Passage given:
Monday, October 31, 2005

PENANG NATIONAL PARK


Introduction

Pantai Acheh Forest Reserve was declared the Penang National Park (PNP) on 4th April 2003. Located at the north-western corner of Penang Island stands the last wilderness and nature heritage of Penang, covering an area of about 2562 ha. Part of the area forms the catchment of Teluk Bahang dam. It is the most remote part of the state. Lying way out of civilization, it is the nature park for scientific & nature studies and recreational activities. Penang National Park is all lush green and the fragrance of the sea breeze is enchanting. It conveys to us the message of eco-balance that everyone should live life joyfully. Its ecosystem consists mainly of tropical lowland forest with coastal features. Be it beaches, hills, forest trails or even lake, it offers big biodiversity as a national park.
Background
The proposal for the PNP was first mooted in 1959 by a group known as “The Committee for the Preservation of Areas of Natural Beauty, Pulau Pinang”. In 1976, MNS Penang Branch sent an official memorandum to the Penang State Government to elevate the Pantai Acheh Forest Reserve (PAFR) to that of a National Park. A 1978 MNS-USM expedition found that species diversity in the PAFR was high with 25 species of mammals, 53 species of butterflies, 46 species of birds and a considerable variety of marine life (e.g. seaweeds, sea anemones, corals, mollusks, marine worms, crustaceans, echinodems, sea turtles). In 1985, the MNS (Penang Branch) again sent a memorandum to the Penang State Structure Plan Unit advocating that PAFR be designated as a National Park. The MNS led scientific expedition from 15-23 April 2000 shown this pristine site harbours a wealth of 417 flora and 143 fauna species. Among the animals spotted at the park and its surroundings are turtles, otters, dolphins, mousedeers, rare lizards and monkeys. The unique features are the five habitat types not found in the other major Malaysian nature reserves – meromictic lake, wetlands, mangroves, mudflats, coral reefs and turtle nesting beaches.

The Beaches
There are 8 beaches. The beaches of Penang National Park are popular amongst tourists as well as locals. Each beach has its own uniqueness; richness of variety of floras and faunas and of its potential tourism activities.
1) Teluk Bahang Beach
It should be noted that Teluk Bahang is the area where the Bahang Bay is located. It is usually being confused with the Teluk Bahang township. At the very edge of the northern boundary of the forest reserve lays Teluk Bahang the forest reserve. The panoramic fishing jetty engulfing the backdrop is a rare sight by itself - built of mangrove timber and palm trunks. This scenic beach is bustling with tourists and campers going into the national park. The area is disturbed with sandy beach and seasonal muddy seabed. Much litter have accumulated and scarred the scenic beach. A little stream flows into the bay. A scout camp was supposedly built here to replace the coronation camp at the Botanic Gardens. Army reserves trainings were common here.

Pointing dataset excerpts:
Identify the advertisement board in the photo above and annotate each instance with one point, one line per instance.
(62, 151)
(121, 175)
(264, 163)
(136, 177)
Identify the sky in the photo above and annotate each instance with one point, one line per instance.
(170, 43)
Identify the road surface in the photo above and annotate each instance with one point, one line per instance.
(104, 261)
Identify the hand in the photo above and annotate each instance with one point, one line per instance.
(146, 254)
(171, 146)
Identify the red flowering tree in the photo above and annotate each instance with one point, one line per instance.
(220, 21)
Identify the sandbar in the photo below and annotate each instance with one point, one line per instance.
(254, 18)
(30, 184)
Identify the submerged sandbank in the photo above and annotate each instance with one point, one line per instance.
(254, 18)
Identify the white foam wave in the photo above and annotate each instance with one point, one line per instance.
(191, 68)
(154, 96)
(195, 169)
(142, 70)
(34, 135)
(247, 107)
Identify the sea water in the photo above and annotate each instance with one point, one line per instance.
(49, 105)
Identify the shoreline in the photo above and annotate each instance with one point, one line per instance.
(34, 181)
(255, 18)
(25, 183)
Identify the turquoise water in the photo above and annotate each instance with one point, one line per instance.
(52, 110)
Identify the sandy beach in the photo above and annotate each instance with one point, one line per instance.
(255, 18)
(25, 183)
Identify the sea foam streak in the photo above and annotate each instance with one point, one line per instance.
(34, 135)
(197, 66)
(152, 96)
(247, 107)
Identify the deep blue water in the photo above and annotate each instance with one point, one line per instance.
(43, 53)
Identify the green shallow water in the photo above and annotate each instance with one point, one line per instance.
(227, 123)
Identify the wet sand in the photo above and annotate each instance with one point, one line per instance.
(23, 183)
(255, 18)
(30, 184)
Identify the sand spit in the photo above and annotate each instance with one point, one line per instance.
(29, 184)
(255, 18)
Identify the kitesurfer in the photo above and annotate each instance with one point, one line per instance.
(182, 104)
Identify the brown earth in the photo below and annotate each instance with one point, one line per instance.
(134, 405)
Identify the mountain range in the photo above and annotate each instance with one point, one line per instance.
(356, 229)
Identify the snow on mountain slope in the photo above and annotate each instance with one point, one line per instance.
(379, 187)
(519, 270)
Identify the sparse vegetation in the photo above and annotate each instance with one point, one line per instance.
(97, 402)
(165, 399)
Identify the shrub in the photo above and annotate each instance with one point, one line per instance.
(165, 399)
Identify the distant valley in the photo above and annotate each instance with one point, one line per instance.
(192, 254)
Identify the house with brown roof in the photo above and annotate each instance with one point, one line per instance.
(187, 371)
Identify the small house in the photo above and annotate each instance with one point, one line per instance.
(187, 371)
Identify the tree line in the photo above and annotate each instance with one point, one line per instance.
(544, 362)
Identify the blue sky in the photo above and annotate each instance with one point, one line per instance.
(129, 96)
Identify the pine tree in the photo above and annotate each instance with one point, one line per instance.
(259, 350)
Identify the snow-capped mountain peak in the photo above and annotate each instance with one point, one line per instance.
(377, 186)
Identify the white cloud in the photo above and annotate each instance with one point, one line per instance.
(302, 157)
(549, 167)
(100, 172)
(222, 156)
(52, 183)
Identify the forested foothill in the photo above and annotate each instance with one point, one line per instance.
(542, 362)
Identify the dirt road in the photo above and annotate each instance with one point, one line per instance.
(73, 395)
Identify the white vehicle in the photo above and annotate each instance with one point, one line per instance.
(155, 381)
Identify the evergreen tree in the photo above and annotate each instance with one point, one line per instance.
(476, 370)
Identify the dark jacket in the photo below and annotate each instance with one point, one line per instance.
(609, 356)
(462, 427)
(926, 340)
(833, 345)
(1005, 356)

Exercise set:
- a) Using the Penang National Park text, explain why it notes that Teluk Bahang is the area where Bahang Bay is located.
- b) Transcribe the Penang National Park text from "Monday, October 31, 2005" up to and including "biodiversity as a national park.".

Answers given:
- a) The text makes this note because Teluk Bahang is usually confused with the Teluk Bahang township.

- b)
Monday, October 31, 2005

PENANG NATIONAL PARK


Introduction

Pantai Acheh Forest Reserve was declared the Penang National Park (PNP) on 4th April 2003. Located at the north-western corner of Penang Island stands the last wilderness and nature heritage of Penang, covering an area of about 2562 ha. Part of the area forms the catchment of Teluk Bahang dam. It is the most remote part of the state. Lying way out of civilization, it is the nature park for scientific & nature studies and recreational activities. Penang National Park is all lush green and the fragrance of the sea breeze is enchanting. It conveys to us the message of eco-balance that everyone should live life joyfully. Its ecosystem consists mainly of tropical lowland forest with coastal features. Be it beaches, hills, forest trails or even lake, it offers big biodiversity as a national park.